■ What is asked: Show each line of the records below that contains the string "puffy", copying every such line in full. Case counts.
◇ ◇ ◇ ◇ ◇ ◇ ◇
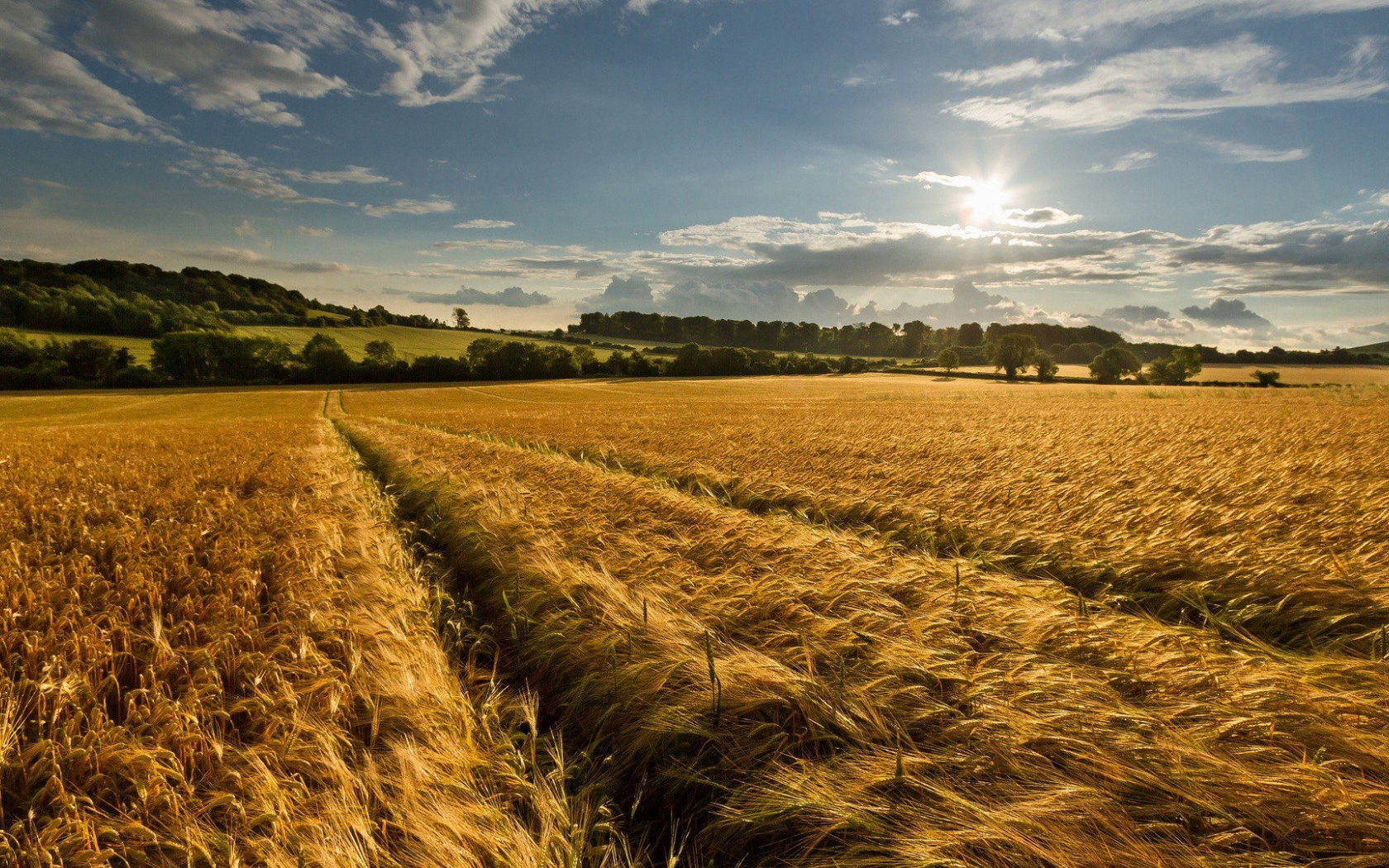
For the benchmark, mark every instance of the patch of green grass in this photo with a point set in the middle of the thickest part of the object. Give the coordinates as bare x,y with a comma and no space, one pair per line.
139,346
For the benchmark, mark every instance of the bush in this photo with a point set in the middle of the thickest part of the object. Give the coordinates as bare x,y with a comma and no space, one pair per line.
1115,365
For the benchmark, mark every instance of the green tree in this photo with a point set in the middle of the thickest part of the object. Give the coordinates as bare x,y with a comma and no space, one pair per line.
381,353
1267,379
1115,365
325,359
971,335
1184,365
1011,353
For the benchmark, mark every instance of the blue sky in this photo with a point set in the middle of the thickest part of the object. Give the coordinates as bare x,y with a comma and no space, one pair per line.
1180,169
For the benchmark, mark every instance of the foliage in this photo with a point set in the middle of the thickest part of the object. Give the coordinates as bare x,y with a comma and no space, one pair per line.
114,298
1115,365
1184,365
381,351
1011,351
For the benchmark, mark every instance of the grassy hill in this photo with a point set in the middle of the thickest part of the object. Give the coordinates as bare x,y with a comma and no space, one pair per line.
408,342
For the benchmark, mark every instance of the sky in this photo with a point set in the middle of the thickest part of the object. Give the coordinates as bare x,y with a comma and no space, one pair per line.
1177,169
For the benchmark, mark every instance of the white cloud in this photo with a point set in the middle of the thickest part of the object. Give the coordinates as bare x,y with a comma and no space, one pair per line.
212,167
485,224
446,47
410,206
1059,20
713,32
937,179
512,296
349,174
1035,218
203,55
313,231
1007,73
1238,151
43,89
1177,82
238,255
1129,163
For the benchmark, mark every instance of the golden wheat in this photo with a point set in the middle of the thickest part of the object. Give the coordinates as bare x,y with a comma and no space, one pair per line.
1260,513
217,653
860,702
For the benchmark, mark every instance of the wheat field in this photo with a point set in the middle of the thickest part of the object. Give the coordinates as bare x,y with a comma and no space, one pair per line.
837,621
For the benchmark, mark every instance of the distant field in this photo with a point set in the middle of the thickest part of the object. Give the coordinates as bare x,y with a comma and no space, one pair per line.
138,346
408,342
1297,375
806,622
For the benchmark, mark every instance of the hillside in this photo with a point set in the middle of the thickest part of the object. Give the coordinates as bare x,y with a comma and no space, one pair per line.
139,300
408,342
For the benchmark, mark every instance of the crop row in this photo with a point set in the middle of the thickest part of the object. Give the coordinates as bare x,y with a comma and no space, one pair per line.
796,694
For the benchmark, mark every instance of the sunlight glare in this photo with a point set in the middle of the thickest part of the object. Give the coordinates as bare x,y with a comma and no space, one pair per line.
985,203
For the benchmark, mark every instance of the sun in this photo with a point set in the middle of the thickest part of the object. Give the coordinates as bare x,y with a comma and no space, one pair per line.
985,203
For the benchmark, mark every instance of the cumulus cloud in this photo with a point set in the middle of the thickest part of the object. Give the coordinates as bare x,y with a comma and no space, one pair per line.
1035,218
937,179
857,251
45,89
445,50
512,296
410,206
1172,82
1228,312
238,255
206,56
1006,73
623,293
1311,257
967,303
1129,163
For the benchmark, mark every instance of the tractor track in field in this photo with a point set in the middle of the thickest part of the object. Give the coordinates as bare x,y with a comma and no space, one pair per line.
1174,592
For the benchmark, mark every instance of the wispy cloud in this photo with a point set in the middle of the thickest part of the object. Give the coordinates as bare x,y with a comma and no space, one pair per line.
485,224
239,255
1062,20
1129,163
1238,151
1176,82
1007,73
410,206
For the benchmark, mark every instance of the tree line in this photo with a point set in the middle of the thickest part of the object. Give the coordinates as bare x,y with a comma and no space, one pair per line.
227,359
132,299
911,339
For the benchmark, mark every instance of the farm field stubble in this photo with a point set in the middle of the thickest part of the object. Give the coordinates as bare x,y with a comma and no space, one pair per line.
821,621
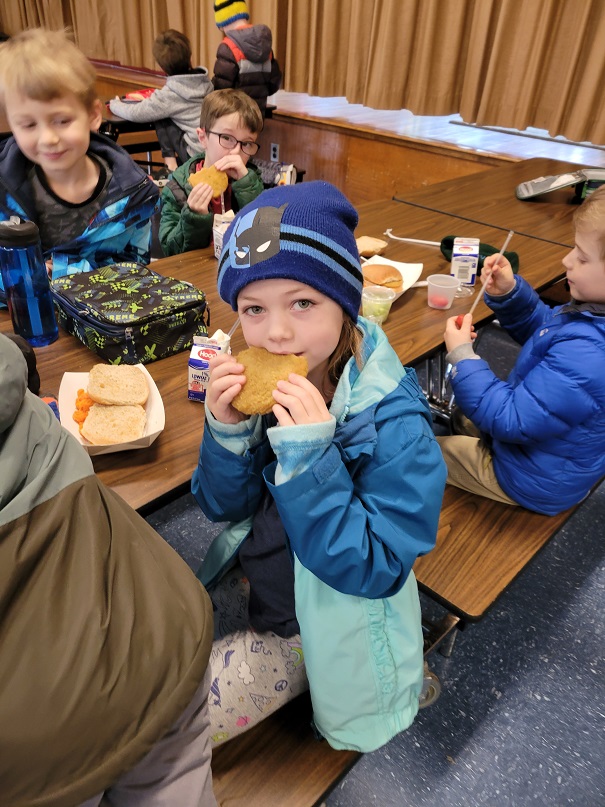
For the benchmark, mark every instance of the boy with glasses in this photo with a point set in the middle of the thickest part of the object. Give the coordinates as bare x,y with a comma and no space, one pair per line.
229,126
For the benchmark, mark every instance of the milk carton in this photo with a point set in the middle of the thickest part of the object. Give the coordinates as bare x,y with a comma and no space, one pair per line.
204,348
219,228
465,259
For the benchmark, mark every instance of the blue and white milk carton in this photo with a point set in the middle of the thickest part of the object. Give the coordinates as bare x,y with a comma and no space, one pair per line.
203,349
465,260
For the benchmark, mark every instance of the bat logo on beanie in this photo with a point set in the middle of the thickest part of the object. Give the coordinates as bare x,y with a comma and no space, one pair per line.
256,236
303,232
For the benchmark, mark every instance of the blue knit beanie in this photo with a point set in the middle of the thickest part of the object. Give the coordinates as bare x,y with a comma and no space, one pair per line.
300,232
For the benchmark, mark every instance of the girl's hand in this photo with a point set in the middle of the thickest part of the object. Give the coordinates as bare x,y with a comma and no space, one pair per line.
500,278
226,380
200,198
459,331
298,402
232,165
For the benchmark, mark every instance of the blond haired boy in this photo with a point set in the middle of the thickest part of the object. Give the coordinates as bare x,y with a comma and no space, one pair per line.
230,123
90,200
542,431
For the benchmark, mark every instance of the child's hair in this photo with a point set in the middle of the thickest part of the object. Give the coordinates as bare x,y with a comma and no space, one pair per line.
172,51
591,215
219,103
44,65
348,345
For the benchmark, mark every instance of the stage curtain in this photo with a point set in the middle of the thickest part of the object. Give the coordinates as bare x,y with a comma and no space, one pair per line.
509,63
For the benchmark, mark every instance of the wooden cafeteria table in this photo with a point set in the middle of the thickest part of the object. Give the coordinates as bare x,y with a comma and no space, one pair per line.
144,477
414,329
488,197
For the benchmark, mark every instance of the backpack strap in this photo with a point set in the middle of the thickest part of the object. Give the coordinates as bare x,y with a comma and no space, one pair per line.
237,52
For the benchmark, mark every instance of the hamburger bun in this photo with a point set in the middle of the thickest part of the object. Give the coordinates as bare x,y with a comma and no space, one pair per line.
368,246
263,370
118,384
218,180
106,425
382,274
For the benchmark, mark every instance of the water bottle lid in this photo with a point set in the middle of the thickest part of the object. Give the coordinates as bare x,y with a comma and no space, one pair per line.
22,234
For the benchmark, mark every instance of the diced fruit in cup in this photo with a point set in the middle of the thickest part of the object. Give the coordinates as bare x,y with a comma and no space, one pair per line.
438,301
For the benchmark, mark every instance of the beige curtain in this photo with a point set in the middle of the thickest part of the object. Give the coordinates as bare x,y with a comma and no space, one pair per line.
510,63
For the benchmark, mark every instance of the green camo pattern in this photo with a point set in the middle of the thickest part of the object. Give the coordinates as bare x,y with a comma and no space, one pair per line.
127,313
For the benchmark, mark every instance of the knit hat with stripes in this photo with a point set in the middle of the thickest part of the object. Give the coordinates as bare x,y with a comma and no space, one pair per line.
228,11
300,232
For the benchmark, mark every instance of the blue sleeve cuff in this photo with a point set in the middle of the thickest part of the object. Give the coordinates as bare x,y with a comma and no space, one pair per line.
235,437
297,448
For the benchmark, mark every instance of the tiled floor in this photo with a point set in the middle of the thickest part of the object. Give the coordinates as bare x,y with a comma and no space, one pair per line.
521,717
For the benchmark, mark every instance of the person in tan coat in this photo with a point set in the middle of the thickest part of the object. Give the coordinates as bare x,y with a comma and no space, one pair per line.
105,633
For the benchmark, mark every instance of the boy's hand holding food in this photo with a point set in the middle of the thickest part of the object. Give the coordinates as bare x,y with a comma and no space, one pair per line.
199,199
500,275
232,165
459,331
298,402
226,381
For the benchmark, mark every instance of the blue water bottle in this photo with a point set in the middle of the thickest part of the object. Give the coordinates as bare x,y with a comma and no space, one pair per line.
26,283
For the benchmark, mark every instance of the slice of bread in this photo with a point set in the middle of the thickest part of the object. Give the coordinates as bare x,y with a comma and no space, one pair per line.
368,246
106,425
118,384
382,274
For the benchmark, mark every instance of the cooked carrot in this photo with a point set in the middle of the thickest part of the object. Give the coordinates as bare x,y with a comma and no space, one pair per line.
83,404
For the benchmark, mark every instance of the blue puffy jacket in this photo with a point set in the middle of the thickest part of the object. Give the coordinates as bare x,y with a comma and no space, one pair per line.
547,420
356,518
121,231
◇ ◇ ◇ ◇ ◇ ◇ ◇
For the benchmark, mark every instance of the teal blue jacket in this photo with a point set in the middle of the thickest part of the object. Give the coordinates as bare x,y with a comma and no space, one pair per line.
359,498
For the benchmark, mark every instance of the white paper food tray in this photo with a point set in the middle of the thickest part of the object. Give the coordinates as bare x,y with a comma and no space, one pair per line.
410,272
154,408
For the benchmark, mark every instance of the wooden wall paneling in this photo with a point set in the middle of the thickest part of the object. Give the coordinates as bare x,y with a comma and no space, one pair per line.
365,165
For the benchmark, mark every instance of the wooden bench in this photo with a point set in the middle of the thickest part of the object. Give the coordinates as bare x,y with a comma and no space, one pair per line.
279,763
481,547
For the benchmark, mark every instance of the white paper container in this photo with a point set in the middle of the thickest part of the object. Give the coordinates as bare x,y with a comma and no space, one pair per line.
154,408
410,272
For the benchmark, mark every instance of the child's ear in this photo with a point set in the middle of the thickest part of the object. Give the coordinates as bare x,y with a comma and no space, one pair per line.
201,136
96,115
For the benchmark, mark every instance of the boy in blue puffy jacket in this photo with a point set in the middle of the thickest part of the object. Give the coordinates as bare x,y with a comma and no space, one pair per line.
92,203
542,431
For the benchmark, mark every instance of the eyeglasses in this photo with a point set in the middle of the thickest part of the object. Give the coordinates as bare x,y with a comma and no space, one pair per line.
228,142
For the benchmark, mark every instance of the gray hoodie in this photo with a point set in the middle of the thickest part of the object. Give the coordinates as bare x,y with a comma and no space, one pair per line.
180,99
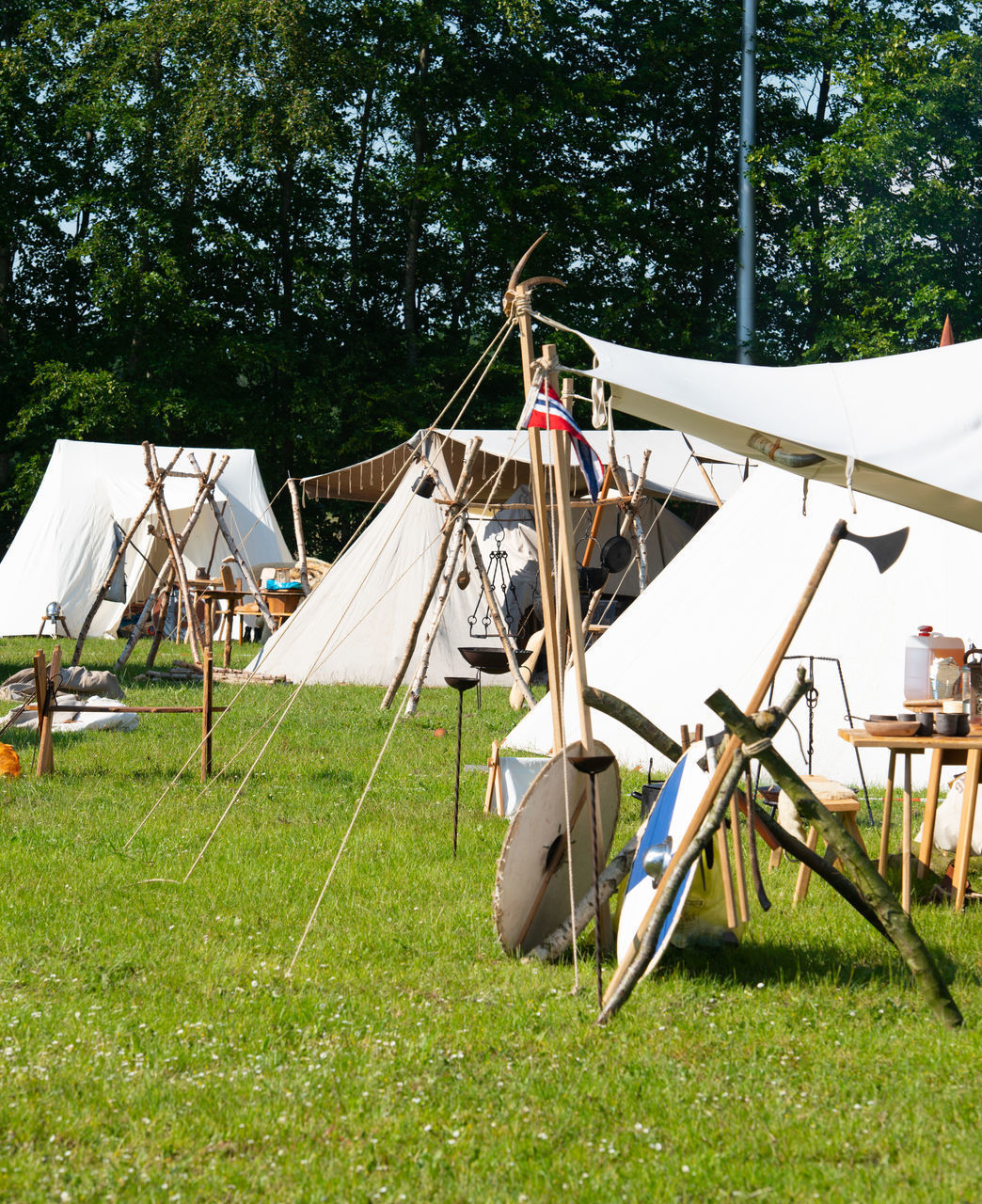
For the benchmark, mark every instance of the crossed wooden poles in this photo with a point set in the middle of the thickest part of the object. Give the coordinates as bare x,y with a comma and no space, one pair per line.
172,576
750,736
◇ ◇ ◇ ◇ ◇ ◇ ◇
■ Written answer:
For the benchmark, mark every instance of the blue puffy jacket in this photo with a point set in the middle of the thickest part of the object. Give the coordinates as bare x,y with a comma and no space, one pair per line.
For the benchmark, mark every instance of the boy in blue puffy jacket in this photo with a point set in the middle of the thickest part of the object. Give the coordinates as bare x,y with a comma and no space, one pair per line.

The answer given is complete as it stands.